● REQUIRED TASK: Rewrite the records in full, starting with the first line and going on through the line with "pixel 424 141", and shift every pixel coordinate in the answers by -49. Leave the pictures out of your output.

● MATERIAL PROVIDED:
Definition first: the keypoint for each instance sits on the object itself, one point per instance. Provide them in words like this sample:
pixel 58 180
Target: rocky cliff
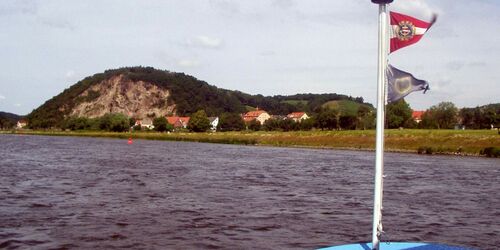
pixel 118 94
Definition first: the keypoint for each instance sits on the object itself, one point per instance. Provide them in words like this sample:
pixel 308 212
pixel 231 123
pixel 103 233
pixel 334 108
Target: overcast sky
pixel 267 47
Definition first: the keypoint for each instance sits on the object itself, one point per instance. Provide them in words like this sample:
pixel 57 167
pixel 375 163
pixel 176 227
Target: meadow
pixel 424 141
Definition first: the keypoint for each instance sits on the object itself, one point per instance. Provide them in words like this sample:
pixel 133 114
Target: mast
pixel 381 96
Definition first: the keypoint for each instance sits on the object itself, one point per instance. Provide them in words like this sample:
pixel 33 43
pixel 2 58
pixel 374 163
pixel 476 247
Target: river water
pixel 94 193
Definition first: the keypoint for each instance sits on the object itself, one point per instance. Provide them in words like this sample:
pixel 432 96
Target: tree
pixel 77 123
pixel 366 118
pixel 307 124
pixel 199 122
pixel 230 122
pixel 327 119
pixel 348 122
pixel 254 125
pixel 442 116
pixel 131 121
pixel 398 114
pixel 271 125
pixel 160 124
pixel 116 122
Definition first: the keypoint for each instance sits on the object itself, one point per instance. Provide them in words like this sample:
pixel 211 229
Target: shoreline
pixel 416 141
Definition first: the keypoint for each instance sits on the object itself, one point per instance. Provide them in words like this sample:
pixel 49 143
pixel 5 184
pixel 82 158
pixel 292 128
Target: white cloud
pixel 417 8
pixel 70 74
pixel 188 63
pixel 205 42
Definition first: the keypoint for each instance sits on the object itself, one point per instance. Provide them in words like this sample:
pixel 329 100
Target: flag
pixel 407 30
pixel 401 83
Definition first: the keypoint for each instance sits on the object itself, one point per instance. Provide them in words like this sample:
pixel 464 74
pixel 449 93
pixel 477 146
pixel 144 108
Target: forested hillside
pixel 186 93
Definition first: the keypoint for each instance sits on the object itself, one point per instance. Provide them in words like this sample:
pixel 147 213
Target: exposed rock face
pixel 120 95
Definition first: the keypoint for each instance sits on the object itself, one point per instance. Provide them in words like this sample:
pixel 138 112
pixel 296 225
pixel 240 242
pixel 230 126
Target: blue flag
pixel 401 83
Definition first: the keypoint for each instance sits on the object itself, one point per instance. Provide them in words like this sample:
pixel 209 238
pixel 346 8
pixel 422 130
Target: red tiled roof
pixel 295 115
pixel 172 119
pixel 254 114
pixel 417 114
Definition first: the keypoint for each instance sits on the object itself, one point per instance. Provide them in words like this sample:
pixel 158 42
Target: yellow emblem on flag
pixel 405 30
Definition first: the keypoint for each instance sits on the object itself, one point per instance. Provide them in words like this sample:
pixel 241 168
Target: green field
pixel 464 142
pixel 345 107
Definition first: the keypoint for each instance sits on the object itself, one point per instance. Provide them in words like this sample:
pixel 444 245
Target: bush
pixel 425 150
pixel 491 152
pixel 199 122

● EXERCISE OUTPUT:
Definition first: the keypoint for each instance sits on the object itself, one point per instance. Provide them in words like this sample:
pixel 58 180
Target: rocky cliff
pixel 69 45
Definition first: the keypoint for each instance sits on the object itself, one point per instance. Provide them in words like this sample:
pixel 308 212
pixel 231 123
pixel 103 233
pixel 334 108
Target: overcast sky
pixel 218 -2
Definition first: the keypoint for each instance sits on the object itself, one point per instance. Provide them in words like this sample:
pixel 57 167
pixel 375 163
pixel 176 227
Target: meadow
pixel 375 92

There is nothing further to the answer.